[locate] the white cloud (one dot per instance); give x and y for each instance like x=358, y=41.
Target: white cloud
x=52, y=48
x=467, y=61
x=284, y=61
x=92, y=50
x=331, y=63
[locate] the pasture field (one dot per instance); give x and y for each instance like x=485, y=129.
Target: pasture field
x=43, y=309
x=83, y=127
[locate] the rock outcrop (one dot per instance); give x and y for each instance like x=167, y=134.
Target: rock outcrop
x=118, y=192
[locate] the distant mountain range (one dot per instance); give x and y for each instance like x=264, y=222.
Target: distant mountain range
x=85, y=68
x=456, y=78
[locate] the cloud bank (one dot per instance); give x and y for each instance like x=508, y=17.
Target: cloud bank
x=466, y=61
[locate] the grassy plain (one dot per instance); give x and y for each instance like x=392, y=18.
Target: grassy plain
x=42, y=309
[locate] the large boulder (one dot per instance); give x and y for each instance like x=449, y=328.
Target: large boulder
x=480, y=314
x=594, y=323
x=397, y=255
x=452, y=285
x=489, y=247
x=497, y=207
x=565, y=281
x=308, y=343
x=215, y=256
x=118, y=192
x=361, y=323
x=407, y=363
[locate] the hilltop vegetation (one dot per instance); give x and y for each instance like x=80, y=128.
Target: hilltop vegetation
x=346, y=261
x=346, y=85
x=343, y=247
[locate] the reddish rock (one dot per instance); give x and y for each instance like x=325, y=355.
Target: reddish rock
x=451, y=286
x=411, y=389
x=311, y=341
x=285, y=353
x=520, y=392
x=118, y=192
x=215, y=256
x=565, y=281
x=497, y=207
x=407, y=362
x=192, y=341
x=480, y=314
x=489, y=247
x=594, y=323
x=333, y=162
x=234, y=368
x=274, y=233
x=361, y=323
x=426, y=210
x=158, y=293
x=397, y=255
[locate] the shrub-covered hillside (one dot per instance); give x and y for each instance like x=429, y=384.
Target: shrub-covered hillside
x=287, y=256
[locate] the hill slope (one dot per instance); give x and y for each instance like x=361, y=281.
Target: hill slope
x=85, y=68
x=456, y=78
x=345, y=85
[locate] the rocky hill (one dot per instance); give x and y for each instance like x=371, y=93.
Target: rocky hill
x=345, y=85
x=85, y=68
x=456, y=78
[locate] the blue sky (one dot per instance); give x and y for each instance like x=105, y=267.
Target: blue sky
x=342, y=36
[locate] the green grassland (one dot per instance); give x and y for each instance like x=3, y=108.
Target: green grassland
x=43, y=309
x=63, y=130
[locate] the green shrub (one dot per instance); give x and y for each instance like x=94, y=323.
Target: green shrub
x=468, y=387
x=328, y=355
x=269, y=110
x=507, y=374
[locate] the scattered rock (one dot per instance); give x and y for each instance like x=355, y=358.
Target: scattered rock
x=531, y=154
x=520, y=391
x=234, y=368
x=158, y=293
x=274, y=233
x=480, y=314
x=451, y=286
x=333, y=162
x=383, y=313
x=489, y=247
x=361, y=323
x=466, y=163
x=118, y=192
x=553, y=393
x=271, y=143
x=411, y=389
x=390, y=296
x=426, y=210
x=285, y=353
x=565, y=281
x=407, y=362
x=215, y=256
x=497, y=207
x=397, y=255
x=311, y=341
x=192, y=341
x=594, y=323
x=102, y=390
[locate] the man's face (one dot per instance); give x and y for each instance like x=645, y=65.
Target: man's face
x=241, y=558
= = =
### Work request
Return the entries in full, keeping every line exactly as it is.

### Reply
[locate] the white cloud (one dot per instance); give x and y for each instance like x=358, y=41.
Target: white cloud
x=52, y=48
x=467, y=61
x=284, y=61
x=92, y=50
x=331, y=63
[locate] the pasture field (one dot per instance); give x and y for each instance like x=485, y=129.
Target: pasture field
x=43, y=309
x=83, y=127
[locate] the rock outcrop (one dot per instance); give x and y for each instance like x=167, y=134.
Target: rock outcrop
x=118, y=192
[locate] the distant mountain range (one dot per instance); give x and y for each instance like x=264, y=222.
Target: distant mountain range
x=85, y=68
x=456, y=78
[locate] the cloud bank (one dot per instance); give x and y for each instance like x=508, y=17.
Target: cloud bank
x=466, y=61
[locate] the grassy plain (one dot per instance); give x and y for each instance like x=392, y=18.
Target: grassy plain
x=42, y=309
[locate] the large boulder (one dot per instance); give x and y for each instance like x=449, y=328.
Target: large boulder
x=480, y=314
x=594, y=323
x=397, y=255
x=452, y=285
x=489, y=247
x=497, y=207
x=565, y=281
x=308, y=343
x=215, y=256
x=118, y=192
x=361, y=323
x=407, y=363
[locate] the hilltop vegetation (one dot per instance); give x and y for each instance like x=80, y=128.
Target: hilltop vegetation
x=346, y=261
x=346, y=85
x=343, y=247
[locate] the reddish rock (one dot per instance); give x and y for each instance like x=325, y=355.
Target: reddish rock
x=451, y=286
x=411, y=389
x=311, y=341
x=285, y=353
x=520, y=392
x=118, y=192
x=215, y=256
x=565, y=281
x=497, y=207
x=407, y=362
x=192, y=341
x=480, y=314
x=489, y=247
x=594, y=323
x=333, y=162
x=234, y=368
x=274, y=233
x=361, y=323
x=426, y=210
x=158, y=293
x=397, y=255
[locate] the shrub-covered hillside (one dot per instance); give x and y for each instance like x=429, y=384.
Target: shrub-covered hillside
x=287, y=256
[locate] the hill slope (one dot per instance); give x and y for each instance like x=361, y=281.
Target: hill slope
x=85, y=68
x=456, y=78
x=345, y=85
[locate] the rocky hill (one dot per instance); give x and y for each instance like x=371, y=93.
Target: rocky hill
x=345, y=85
x=85, y=68
x=456, y=78
[locate] the blue sky (one dot per instance); give x and y for each instance like x=105, y=267.
Target: blue sky
x=342, y=36
[locate] the green grassland (one dot per instance); give x and y for each instance like x=3, y=108.
Target: green grassland
x=43, y=309
x=63, y=130
[locate] the green shrub (one dot per instance); give x and y for each instance like x=94, y=323.
Target: green shrub
x=468, y=387
x=328, y=355
x=269, y=110
x=507, y=374
[locate] the scattered rock (one dot per instance); give x and y for each instance like x=355, y=358.
Target: scattered rock
x=531, y=154
x=520, y=391
x=234, y=368
x=158, y=293
x=274, y=233
x=480, y=314
x=451, y=286
x=333, y=162
x=383, y=313
x=489, y=247
x=361, y=323
x=466, y=163
x=118, y=192
x=553, y=393
x=271, y=143
x=411, y=389
x=390, y=296
x=426, y=210
x=285, y=353
x=565, y=281
x=407, y=362
x=215, y=256
x=497, y=207
x=397, y=255
x=311, y=341
x=192, y=341
x=594, y=323
x=102, y=390
[locate] the man's face (one dot per instance); give x and y for each instance like x=645, y=65.
Target: man's face
x=241, y=558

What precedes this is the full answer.